Among the records that follow, find the line with "negative clicks: (166, 32)" and the line with "positive clicks: (37, 47) (34, 46) (36, 45)". Set down those lines and all lines between them exactly, without adding anything.
INPUT FOR THIS TASK Block Start
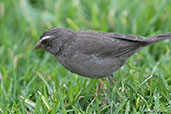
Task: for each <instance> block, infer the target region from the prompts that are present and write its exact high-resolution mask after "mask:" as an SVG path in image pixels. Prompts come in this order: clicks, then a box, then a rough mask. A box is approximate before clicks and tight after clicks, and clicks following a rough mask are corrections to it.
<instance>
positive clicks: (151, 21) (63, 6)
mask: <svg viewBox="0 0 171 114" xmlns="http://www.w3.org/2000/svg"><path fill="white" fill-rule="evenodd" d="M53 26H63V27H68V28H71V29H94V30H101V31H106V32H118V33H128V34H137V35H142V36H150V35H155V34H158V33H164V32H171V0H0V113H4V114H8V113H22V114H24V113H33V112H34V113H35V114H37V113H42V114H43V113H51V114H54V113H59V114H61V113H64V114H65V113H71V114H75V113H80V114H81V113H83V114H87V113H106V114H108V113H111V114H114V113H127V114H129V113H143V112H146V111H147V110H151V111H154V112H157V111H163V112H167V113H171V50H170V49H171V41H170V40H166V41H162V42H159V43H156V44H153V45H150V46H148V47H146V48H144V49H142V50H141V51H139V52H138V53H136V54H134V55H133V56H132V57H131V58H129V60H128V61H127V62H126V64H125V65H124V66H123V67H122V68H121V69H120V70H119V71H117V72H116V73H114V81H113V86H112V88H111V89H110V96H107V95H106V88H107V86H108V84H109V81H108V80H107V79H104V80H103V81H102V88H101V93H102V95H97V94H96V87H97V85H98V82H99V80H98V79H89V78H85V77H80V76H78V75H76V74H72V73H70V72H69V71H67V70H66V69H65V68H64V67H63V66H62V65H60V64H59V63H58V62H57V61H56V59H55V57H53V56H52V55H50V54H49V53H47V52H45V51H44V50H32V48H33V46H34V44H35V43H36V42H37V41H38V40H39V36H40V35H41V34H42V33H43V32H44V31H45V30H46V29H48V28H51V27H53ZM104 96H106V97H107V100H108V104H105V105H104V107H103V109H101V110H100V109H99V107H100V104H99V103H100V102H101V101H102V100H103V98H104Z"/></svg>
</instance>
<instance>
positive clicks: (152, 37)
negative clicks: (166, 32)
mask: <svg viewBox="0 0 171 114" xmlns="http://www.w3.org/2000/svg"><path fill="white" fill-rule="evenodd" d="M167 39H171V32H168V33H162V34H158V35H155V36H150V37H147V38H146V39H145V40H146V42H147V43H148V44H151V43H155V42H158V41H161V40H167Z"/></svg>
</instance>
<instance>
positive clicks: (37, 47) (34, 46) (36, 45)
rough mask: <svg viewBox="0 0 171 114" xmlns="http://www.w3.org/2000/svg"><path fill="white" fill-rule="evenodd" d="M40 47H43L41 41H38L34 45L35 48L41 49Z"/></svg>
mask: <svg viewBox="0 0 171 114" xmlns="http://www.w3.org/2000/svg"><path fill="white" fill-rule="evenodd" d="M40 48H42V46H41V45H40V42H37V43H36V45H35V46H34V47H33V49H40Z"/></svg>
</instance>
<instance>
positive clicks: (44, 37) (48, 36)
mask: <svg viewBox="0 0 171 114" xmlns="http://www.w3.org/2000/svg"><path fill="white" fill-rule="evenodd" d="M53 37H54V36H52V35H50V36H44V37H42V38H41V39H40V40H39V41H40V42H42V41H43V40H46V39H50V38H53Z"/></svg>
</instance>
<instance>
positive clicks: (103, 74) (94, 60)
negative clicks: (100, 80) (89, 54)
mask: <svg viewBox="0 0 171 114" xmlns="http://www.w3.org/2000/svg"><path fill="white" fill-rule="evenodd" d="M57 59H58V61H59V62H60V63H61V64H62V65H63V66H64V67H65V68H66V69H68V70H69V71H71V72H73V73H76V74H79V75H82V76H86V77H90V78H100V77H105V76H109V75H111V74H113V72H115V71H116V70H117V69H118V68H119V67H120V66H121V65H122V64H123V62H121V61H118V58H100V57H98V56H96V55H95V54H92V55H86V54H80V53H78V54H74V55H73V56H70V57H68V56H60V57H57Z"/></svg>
INPUT FOR THIS TASK Block End
*YOUR RESPONSE*
negative clicks: (166, 32)
mask: <svg viewBox="0 0 171 114" xmlns="http://www.w3.org/2000/svg"><path fill="white" fill-rule="evenodd" d="M167 39H171V32H168V33H162V34H158V35H155V36H150V37H147V38H146V39H145V40H146V42H147V43H148V44H151V43H155V42H158V41H161V40H167Z"/></svg>
</instance>
<instance>
positive clicks: (37, 47) (34, 46) (36, 45)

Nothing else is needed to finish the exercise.